→ **Passage**:
The Last Day, but Make it Cinematic
- thefaunawanderer

- Jan 14, 2022
- 6 min read

I cried. And cried. And then I cried more. I cried for three days.
I cried because I was going to miss the people, the horses, the kitties, the dogs, the job. I was going to miss my mornings of solitude. My midday moments of quiet bliss. I was going to miss the quiet that I rarely got to experience elsewhere. And honestly, I cried because I was going to miss the blissful chaos.
I cried because of the memories.
I lose myself in the day nearly three years ago, the day I submitted my resume for this position. I took my trusty steed on a not-so-relaxing trail ride (he was an anxious guy). I plodded down the driveway away from the barn and turned towards the house. We sauntered back behind as we usually do, and a huge owl soars up and swoops down right in front of us. I had never seen an owl back here before. I had been questioning whether or not this job was the next step for me, and had asked for a sign. There it was.
I remember the day that I was sitting in my EMT class and pulled out my phone on break. I had a voicemail. I had a job offer. I called back and happily accepted, returning to class after lunch break with a glimmer in my eye, telling my seatmate the news. I remember coming home to my partner at the time. His eyes sparkled happiness for me and he jumped up and down, ecstatic. I had been in a pretty rough patch when I was presented this opportunity, and this was the boost he knew I needed. He surprised me with a little plaque for my next big-girl job. “Jocelyn Doan: Program Coordinator.”
I remember going in on the first day and walking into the tiny little office. I brought coffee and creamer because dang it, I was an adult and I was going to come prepared. And I’m just a much more pleasant and functional human with coffee in my system.
I waited a week until I made it public information that I had started this job and I was so excited. I wore my favorite gray flannel and subjected my poor old man horse to a photoshoot so that I could have a staff picture for social media.

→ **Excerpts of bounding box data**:
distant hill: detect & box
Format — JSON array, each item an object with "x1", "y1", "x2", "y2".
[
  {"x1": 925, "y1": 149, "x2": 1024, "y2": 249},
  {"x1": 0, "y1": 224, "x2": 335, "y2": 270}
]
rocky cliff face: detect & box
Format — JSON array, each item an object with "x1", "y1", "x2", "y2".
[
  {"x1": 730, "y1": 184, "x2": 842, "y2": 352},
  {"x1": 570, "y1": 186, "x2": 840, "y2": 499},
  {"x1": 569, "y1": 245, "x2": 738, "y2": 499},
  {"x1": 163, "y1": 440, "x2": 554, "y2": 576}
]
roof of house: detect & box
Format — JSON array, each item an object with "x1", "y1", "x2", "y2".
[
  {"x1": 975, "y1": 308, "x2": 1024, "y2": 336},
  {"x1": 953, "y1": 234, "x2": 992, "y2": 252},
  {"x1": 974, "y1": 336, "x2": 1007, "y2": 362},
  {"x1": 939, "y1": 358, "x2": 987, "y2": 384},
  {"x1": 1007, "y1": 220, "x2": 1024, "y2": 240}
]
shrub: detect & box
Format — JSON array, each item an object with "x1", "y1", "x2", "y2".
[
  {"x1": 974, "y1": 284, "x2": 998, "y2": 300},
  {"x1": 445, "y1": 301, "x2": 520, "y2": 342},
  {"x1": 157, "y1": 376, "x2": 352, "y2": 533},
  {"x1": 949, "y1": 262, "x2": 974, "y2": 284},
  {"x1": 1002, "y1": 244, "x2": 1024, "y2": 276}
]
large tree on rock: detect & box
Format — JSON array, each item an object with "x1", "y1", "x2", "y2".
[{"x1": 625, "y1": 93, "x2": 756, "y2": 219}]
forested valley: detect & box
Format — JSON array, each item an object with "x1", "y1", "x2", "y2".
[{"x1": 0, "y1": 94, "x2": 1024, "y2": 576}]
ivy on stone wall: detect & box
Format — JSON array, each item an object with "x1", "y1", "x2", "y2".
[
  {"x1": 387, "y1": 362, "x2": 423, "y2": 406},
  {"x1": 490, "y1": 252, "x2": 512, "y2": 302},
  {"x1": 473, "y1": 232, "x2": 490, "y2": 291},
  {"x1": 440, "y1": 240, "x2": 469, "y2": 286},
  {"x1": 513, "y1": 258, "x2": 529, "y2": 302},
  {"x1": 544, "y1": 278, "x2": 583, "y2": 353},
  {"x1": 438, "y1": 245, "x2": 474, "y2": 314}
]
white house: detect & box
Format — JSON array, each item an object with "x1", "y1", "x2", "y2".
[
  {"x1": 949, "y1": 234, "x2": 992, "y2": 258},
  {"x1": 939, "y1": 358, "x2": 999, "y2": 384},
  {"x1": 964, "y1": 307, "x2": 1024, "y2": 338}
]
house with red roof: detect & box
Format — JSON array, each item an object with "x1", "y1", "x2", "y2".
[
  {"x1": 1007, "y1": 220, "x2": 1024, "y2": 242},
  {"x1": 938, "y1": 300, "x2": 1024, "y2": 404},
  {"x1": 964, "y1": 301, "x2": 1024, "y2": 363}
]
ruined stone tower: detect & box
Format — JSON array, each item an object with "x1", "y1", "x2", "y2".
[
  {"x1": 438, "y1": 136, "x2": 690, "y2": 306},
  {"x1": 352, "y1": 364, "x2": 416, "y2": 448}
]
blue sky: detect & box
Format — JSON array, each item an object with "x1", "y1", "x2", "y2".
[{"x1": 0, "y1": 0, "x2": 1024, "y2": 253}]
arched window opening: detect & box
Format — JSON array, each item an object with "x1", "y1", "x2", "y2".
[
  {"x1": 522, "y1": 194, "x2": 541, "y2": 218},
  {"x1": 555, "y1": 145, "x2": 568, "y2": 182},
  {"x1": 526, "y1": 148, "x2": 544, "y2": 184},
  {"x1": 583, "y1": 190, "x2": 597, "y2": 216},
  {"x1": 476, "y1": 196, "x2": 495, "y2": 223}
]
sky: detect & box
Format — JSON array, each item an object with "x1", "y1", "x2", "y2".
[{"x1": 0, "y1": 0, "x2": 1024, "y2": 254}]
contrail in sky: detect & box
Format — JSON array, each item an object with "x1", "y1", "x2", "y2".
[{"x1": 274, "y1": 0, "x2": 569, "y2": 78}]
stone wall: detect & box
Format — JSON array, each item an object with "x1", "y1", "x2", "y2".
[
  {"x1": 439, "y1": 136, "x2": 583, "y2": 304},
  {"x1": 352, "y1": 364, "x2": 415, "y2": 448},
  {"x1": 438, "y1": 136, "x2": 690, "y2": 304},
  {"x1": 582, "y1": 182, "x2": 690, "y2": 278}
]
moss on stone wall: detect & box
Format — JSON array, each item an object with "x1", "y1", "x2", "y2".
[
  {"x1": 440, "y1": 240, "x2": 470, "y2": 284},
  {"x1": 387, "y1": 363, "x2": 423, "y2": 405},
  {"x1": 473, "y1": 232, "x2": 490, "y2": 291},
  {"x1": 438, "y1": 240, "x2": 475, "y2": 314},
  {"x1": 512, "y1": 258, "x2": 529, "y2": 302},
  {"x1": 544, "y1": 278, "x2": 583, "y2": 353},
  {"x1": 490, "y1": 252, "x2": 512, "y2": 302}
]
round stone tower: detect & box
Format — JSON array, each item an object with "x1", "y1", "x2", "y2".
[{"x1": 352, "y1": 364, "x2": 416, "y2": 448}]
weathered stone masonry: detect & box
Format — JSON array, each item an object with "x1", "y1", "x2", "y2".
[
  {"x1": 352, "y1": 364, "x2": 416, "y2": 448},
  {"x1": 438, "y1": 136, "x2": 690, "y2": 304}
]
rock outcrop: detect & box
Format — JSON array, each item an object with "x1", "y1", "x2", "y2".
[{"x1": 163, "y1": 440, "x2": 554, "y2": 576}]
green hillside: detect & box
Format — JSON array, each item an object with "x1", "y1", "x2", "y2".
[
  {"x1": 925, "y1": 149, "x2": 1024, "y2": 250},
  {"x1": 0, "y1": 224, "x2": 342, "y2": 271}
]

→ **What is asked**:
- 1) In the blog post about the last day, what did the plaque from the writer's partner say?
- 2) Write the next part of the blog post about the last day at the job, picking up after its final sentence.

→ **Outputs**:
- 1) It said "Jocelyn Doan: Program Coordinator."

- 2)
What was even more memorable was the amount of flooding that was taking place that lovely month of May that year. I went out to catch horses as was a part of my new job responsibilities, and within the first week I had already had my biggest and muddiest mishap ever. I asked a gal who would eventually become an incredible partner in crime for a change of clothes if she had them. I received a bright pink pair of booty shorts and sported those for the rest of the day.

I think about the ‘Peaky Blinders’ day that I had. We went on a ride pretending we were Tommy Shelby and his cohorts, acting like mobsters and running the town.
I think about the kids who I’ve shared time with.
I think of the adults who get to relive their youths when they’re on horseback.
I think about those long, exhausting summer days where I had to have smelled like absolute shit but no one had the heart to tell me. Bless their souls. The days that at 8:30 at night, I’d wander out to the pasture, somehow try to get myself up on my horse’s back, and lay there to watch the sunset, feeling his warm muscles contract as he shifted and grazed.

I think about the dirt and grime and slobber and bodily fluids I’ve been absolutely soaked with, and I can’t help but smile with tears in my eyes.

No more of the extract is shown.